### Data to use

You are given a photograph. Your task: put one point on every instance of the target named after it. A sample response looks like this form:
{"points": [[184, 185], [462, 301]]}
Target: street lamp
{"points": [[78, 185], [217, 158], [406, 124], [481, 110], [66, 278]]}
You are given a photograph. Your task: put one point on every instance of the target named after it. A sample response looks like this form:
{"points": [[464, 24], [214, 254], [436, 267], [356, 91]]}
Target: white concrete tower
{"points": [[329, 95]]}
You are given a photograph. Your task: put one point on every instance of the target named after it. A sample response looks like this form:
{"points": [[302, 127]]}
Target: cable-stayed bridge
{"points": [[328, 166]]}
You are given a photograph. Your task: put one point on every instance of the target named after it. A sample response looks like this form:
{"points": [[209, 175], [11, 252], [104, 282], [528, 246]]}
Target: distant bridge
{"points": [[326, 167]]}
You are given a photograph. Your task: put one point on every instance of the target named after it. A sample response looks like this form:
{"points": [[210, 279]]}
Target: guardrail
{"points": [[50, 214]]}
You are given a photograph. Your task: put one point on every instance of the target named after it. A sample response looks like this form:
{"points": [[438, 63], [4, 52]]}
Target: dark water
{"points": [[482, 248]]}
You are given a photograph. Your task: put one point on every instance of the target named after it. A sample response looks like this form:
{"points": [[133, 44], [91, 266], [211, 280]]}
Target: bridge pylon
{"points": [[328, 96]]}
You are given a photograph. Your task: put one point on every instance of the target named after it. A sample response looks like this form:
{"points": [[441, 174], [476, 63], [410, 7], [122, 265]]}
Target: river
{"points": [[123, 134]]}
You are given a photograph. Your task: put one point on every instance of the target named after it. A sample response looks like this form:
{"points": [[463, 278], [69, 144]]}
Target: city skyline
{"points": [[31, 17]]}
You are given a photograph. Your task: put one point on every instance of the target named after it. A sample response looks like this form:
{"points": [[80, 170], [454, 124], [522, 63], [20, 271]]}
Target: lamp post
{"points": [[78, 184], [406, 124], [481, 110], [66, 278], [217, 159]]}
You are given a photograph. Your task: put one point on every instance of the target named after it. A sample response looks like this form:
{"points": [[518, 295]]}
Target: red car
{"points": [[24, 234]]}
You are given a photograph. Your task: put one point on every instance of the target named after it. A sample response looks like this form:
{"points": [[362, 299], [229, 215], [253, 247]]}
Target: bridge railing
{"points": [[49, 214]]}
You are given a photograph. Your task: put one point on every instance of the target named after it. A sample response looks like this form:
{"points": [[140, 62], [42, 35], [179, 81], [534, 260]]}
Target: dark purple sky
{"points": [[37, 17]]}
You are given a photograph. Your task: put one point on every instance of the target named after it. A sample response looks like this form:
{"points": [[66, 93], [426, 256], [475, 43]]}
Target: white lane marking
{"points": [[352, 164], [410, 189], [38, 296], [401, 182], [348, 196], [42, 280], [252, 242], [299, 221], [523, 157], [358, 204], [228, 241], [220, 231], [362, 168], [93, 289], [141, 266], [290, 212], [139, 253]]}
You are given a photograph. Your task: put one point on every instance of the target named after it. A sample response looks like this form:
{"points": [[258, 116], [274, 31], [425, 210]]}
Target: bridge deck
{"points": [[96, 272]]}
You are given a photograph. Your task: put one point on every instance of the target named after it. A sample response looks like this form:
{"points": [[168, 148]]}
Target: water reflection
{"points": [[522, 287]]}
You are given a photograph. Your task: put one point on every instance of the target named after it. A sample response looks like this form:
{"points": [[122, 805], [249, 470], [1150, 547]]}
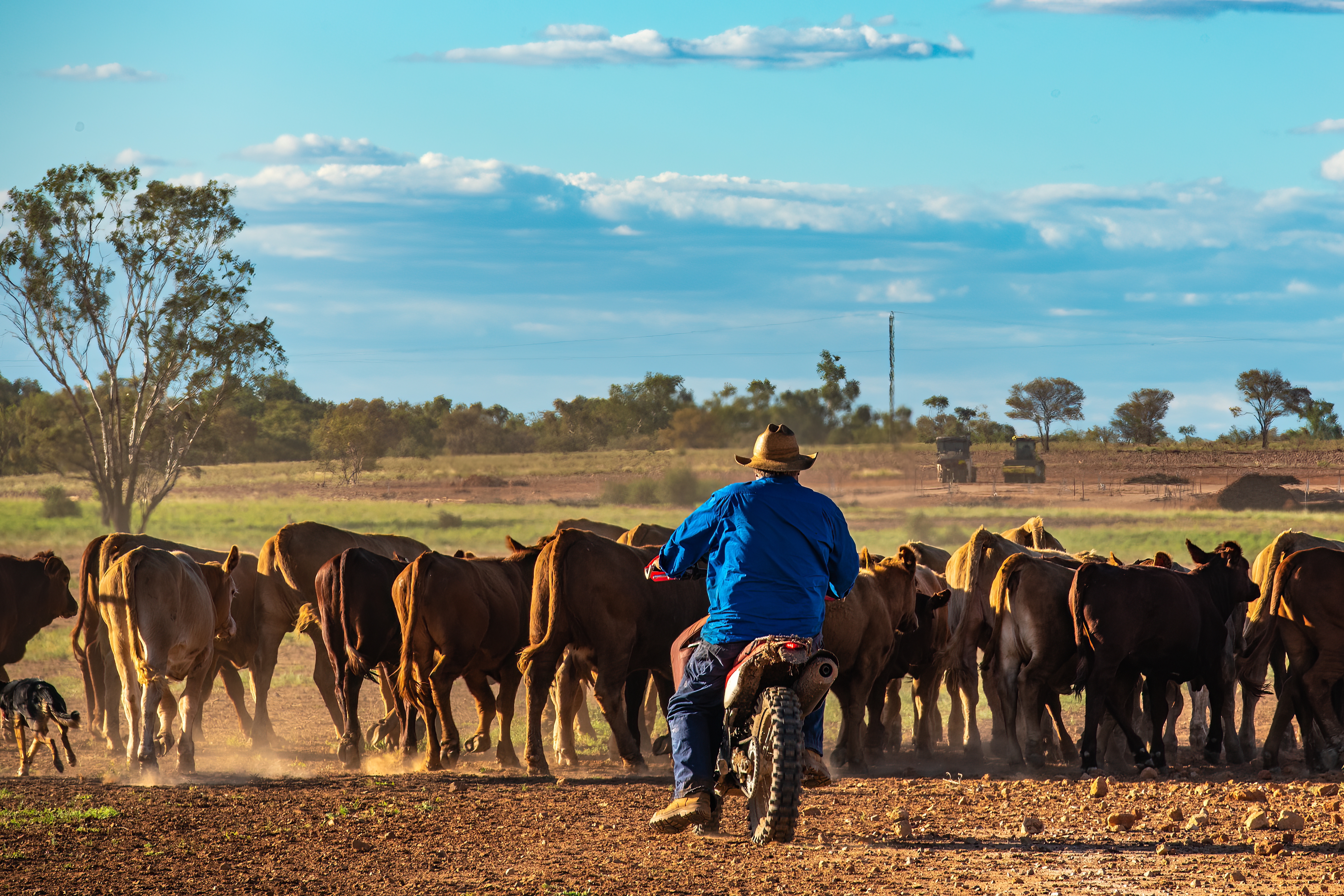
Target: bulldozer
{"points": [[955, 464], [1025, 467]]}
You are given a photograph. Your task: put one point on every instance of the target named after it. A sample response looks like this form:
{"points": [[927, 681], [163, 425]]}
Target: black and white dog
{"points": [[30, 705]]}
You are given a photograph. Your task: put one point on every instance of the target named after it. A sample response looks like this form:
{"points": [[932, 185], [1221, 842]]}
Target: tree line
{"points": [[1268, 397]]}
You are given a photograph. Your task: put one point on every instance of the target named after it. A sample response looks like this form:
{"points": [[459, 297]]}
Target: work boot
{"points": [[716, 817], [815, 772], [683, 812]]}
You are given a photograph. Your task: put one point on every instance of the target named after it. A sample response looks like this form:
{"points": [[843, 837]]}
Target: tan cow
{"points": [[163, 612], [1033, 535], [1253, 670], [89, 636], [970, 576], [285, 573]]}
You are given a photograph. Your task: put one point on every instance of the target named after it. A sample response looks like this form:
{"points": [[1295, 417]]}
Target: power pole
{"points": [[892, 379]]}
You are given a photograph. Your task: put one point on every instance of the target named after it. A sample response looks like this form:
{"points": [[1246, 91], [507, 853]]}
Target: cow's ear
{"points": [[906, 558]]}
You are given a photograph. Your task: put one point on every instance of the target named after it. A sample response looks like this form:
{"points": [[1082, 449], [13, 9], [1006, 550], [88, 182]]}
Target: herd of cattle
{"points": [[574, 611]]}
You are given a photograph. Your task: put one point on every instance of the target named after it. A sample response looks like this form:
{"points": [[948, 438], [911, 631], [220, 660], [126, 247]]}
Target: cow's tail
{"points": [[128, 590], [1001, 593], [357, 664], [88, 617], [56, 709], [406, 672], [547, 589], [1083, 637]]}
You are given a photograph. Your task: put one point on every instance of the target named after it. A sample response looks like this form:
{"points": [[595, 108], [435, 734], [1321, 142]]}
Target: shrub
{"points": [[56, 503]]}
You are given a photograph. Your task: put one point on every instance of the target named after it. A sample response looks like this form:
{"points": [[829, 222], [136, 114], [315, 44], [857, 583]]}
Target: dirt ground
{"points": [[296, 823]]}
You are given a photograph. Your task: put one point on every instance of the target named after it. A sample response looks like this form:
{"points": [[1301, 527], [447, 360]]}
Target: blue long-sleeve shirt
{"points": [[773, 549]]}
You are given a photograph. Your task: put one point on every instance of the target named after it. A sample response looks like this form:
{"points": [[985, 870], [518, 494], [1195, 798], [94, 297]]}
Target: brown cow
{"points": [[285, 573], [591, 594], [1263, 654], [33, 593], [646, 535], [163, 612], [605, 530], [913, 656], [464, 617], [92, 651], [1033, 644], [862, 632], [361, 629], [1165, 625], [931, 557], [1033, 535], [970, 576], [1308, 613]]}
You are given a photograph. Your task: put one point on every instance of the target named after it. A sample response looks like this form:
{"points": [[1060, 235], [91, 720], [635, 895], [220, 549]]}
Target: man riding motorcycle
{"points": [[776, 553]]}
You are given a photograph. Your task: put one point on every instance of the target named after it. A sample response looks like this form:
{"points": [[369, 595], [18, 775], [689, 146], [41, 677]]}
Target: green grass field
{"points": [[249, 522]]}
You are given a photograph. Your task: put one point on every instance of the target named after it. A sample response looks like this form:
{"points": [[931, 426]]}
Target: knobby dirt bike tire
{"points": [[777, 729]]}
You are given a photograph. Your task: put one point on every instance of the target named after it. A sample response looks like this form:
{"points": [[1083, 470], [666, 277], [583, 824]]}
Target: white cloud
{"points": [[295, 241], [1334, 167], [908, 291], [1325, 127], [741, 46], [318, 148], [1195, 9], [108, 72]]}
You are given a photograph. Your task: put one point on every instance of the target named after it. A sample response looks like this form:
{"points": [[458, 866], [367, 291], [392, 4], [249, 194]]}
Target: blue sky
{"points": [[492, 204]]}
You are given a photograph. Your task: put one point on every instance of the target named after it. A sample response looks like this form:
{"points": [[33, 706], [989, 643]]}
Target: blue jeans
{"points": [[695, 718]]}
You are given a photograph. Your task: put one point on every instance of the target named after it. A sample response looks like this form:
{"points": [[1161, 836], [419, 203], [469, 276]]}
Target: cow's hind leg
{"points": [[510, 680], [480, 691], [609, 691]]}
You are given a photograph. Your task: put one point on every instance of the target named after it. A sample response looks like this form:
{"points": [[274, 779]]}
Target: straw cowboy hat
{"points": [[777, 452]]}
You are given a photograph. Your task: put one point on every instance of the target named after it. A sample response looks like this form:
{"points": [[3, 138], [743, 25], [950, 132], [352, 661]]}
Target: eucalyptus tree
{"points": [[134, 303]]}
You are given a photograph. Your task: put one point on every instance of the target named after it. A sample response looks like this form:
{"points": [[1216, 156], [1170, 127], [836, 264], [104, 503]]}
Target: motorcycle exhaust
{"points": [[816, 680]]}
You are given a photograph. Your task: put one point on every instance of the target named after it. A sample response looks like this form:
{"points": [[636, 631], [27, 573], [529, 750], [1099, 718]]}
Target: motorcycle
{"points": [[775, 686]]}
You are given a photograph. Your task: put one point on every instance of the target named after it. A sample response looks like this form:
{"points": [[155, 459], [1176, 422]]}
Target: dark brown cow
{"points": [[862, 632], [913, 656], [589, 594], [1308, 612], [361, 631], [605, 530], [33, 593], [1033, 644], [464, 617], [1165, 625]]}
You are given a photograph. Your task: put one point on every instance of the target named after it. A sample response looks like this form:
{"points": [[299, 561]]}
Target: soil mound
{"points": [[1256, 492]]}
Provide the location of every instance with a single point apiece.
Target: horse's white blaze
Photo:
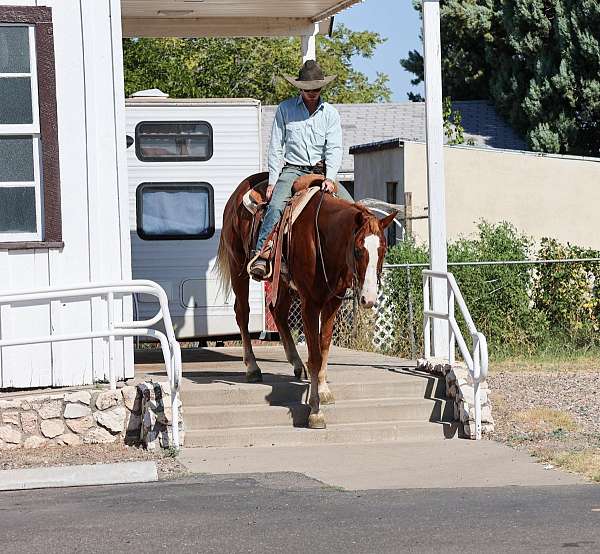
(368, 295)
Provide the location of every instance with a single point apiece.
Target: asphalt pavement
(289, 512)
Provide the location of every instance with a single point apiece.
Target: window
(173, 141)
(175, 211)
(391, 198)
(29, 175)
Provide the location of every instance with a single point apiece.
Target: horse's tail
(222, 268)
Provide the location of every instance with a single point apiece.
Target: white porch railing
(477, 358)
(169, 345)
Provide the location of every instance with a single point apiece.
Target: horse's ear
(359, 219)
(388, 219)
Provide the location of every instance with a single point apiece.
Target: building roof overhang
(228, 18)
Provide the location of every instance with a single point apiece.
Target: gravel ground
(576, 393)
(168, 466)
(553, 415)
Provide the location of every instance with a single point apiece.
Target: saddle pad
(300, 203)
(249, 202)
(302, 199)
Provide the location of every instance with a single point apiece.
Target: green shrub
(569, 294)
(521, 308)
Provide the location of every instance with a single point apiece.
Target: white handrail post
(426, 318)
(435, 168)
(452, 343)
(110, 298)
(309, 44)
(476, 382)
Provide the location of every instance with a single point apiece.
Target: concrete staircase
(378, 399)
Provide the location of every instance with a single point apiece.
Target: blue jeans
(282, 192)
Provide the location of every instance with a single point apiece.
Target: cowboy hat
(310, 77)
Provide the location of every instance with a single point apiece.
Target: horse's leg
(310, 318)
(240, 285)
(327, 320)
(280, 314)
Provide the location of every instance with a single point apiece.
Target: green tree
(538, 61)
(250, 67)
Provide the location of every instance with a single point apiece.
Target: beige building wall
(543, 196)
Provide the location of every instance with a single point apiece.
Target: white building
(63, 178)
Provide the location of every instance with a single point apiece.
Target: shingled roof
(366, 123)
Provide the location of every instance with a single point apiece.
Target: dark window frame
(174, 159)
(139, 204)
(391, 189)
(41, 19)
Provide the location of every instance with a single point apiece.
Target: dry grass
(585, 462)
(168, 466)
(541, 365)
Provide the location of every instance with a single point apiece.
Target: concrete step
(285, 392)
(296, 414)
(352, 433)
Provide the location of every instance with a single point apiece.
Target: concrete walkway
(436, 464)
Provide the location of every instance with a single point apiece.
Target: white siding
(89, 101)
(172, 263)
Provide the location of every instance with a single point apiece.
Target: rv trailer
(184, 159)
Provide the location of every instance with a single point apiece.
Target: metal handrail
(169, 345)
(477, 358)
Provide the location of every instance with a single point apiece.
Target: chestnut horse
(353, 246)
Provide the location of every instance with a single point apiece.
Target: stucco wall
(543, 196)
(373, 170)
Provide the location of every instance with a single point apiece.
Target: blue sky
(395, 20)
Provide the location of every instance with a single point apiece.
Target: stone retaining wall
(87, 416)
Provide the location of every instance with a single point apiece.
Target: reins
(320, 254)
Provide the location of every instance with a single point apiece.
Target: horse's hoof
(254, 377)
(326, 397)
(316, 421)
(300, 372)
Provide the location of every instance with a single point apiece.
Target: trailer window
(181, 211)
(165, 141)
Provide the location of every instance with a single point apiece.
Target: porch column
(309, 51)
(435, 170)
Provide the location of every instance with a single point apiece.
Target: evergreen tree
(537, 60)
(250, 67)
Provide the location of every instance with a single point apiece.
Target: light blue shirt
(299, 138)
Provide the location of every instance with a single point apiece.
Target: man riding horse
(306, 138)
(332, 245)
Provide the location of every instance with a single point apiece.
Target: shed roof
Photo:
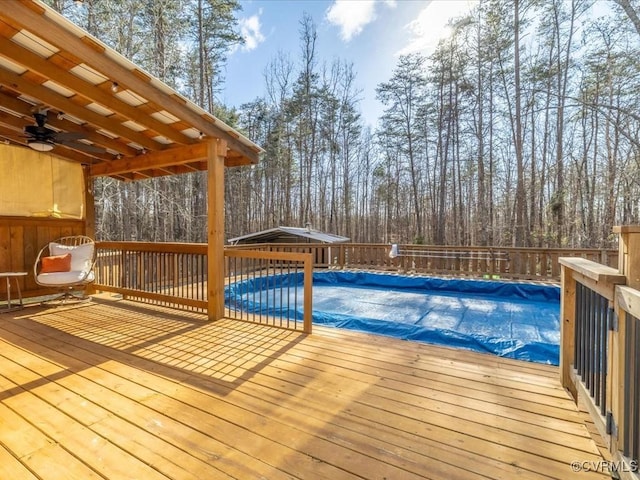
(131, 124)
(288, 233)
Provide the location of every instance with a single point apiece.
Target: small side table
(8, 276)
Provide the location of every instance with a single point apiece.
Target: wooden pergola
(120, 120)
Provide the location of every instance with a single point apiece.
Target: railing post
(629, 256)
(567, 328)
(308, 293)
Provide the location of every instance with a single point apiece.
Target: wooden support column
(629, 253)
(215, 227)
(89, 205)
(567, 328)
(89, 214)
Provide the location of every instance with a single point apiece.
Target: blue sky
(371, 34)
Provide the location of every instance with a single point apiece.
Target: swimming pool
(510, 319)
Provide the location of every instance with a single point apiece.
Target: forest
(521, 129)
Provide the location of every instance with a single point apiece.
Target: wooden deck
(116, 390)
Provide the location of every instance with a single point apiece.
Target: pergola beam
(33, 62)
(151, 160)
(31, 17)
(63, 104)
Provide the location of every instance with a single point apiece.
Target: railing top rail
(629, 300)
(292, 256)
(593, 270)
(163, 247)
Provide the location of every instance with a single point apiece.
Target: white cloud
(353, 15)
(250, 29)
(431, 24)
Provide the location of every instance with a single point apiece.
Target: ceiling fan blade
(63, 137)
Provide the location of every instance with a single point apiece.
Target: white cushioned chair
(66, 264)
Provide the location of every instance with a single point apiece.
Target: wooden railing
(488, 262)
(270, 287)
(600, 347)
(175, 275)
(169, 274)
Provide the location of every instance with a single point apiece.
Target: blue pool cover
(510, 319)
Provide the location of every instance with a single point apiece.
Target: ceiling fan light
(41, 146)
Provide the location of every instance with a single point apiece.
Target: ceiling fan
(43, 139)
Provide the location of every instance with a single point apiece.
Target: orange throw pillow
(56, 263)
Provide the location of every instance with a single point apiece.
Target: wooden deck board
(119, 390)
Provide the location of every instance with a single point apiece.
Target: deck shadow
(217, 356)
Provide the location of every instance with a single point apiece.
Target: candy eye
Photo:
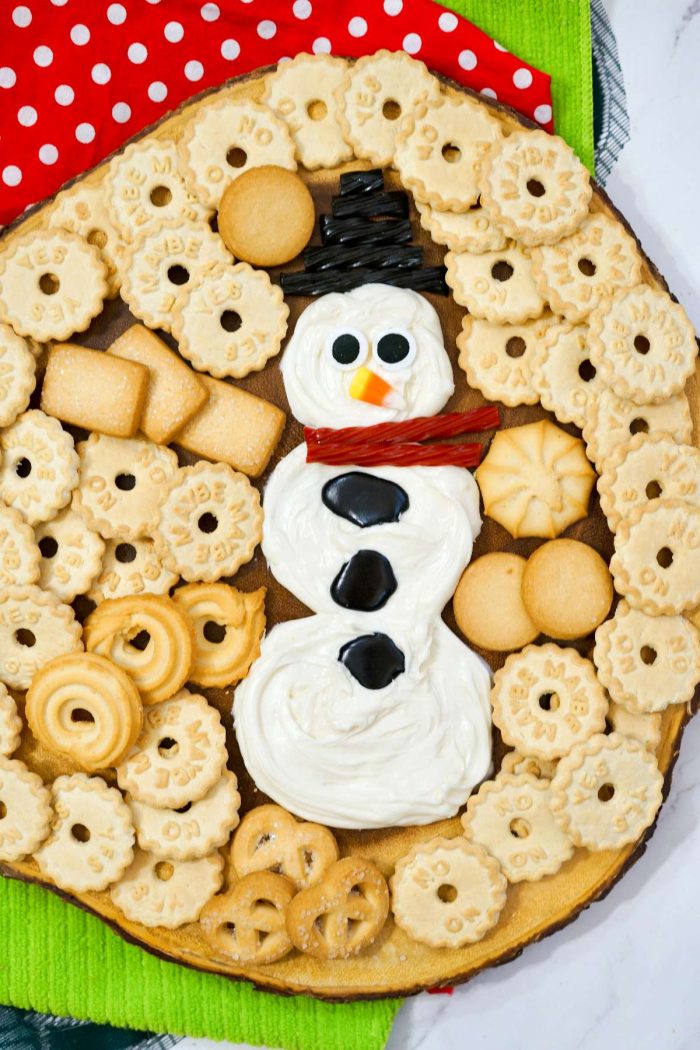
(396, 350)
(346, 348)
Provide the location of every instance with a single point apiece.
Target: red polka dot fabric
(80, 77)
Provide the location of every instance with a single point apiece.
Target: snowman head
(373, 355)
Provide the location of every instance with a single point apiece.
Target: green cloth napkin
(57, 959)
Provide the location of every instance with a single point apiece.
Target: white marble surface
(624, 973)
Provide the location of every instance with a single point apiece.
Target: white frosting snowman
(370, 713)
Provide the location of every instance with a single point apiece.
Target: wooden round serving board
(395, 965)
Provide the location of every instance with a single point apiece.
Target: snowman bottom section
(364, 722)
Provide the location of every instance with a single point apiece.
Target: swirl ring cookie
(228, 297)
(226, 138)
(440, 149)
(39, 466)
(586, 269)
(148, 637)
(648, 663)
(496, 287)
(511, 818)
(547, 698)
(202, 827)
(656, 565)
(26, 810)
(91, 840)
(35, 627)
(17, 375)
(122, 484)
(85, 707)
(210, 522)
(179, 755)
(447, 893)
(607, 792)
(535, 187)
(51, 284)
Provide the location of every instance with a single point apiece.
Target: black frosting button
(365, 583)
(373, 659)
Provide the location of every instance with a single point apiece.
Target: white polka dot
(12, 175)
(448, 21)
(43, 56)
(64, 95)
(21, 18)
(467, 59)
(48, 153)
(117, 14)
(85, 132)
(80, 35)
(357, 26)
(194, 70)
(101, 72)
(156, 90)
(267, 28)
(522, 78)
(26, 116)
(121, 112)
(230, 49)
(136, 54)
(173, 32)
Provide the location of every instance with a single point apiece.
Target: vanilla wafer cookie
(607, 792)
(210, 522)
(164, 263)
(301, 92)
(228, 137)
(496, 287)
(463, 231)
(232, 321)
(19, 553)
(499, 359)
(35, 627)
(145, 186)
(70, 554)
(511, 818)
(193, 832)
(656, 565)
(26, 810)
(447, 893)
(179, 755)
(83, 209)
(642, 344)
(612, 421)
(51, 284)
(164, 893)
(39, 468)
(123, 482)
(11, 723)
(546, 698)
(91, 840)
(17, 375)
(587, 268)
(650, 466)
(375, 92)
(647, 662)
(564, 376)
(130, 567)
(440, 150)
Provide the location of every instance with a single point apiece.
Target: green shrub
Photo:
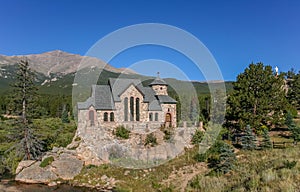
(151, 140)
(122, 132)
(289, 164)
(200, 157)
(197, 137)
(248, 139)
(77, 139)
(47, 161)
(168, 135)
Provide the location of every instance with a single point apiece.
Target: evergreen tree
(65, 116)
(194, 108)
(29, 146)
(266, 142)
(258, 98)
(295, 130)
(293, 82)
(218, 109)
(248, 139)
(227, 159)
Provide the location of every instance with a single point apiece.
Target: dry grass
(270, 170)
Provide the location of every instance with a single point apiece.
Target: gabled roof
(101, 99)
(158, 81)
(104, 96)
(118, 86)
(166, 99)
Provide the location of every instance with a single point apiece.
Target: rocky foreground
(59, 164)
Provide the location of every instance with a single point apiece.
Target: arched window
(137, 109)
(156, 116)
(92, 117)
(126, 109)
(168, 117)
(150, 116)
(131, 108)
(105, 118)
(112, 116)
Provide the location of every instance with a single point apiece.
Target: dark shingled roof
(166, 99)
(158, 81)
(101, 99)
(104, 96)
(118, 86)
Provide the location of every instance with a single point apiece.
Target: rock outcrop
(65, 165)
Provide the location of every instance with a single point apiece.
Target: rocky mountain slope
(57, 62)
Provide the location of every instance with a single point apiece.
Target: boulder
(24, 164)
(36, 174)
(67, 168)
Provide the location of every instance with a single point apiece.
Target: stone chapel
(126, 102)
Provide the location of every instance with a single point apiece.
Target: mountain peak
(56, 61)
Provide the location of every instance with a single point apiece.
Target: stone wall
(160, 89)
(170, 108)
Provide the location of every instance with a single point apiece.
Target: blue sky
(237, 32)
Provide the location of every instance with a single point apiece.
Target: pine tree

### What you are asked to do
Locate and copy each line of the entries above that contains the word "stone".

### Task solution
Target: stone retaining wall
Target: stone chapel
Target: stone wall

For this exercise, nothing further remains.